• **REQUIRED ACTION**
A line belongs in the answer if it contains "frame"; copy every such line from the entries below.

________________________

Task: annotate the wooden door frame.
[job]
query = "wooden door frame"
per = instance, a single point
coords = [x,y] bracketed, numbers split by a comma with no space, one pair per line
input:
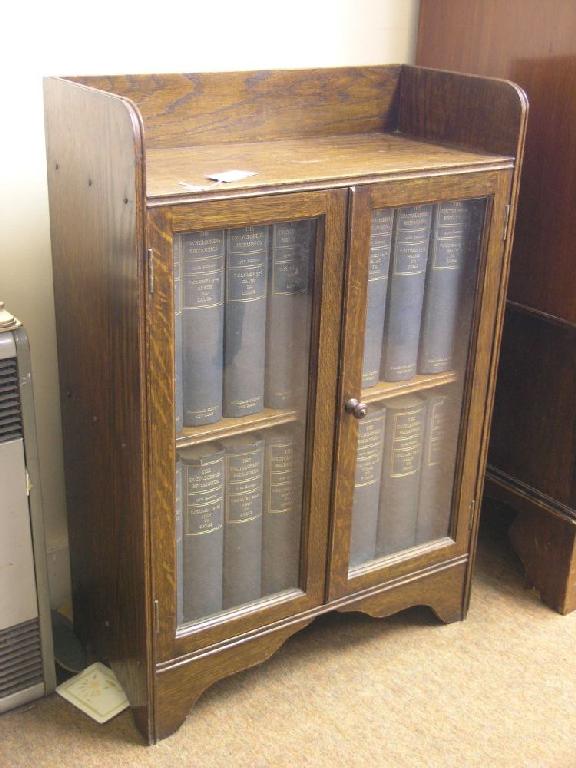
[330,208]
[494,185]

________________________

• **EXERCISE SOLUTION**
Task: annotate the wooden door frame.
query = "wooden door frame"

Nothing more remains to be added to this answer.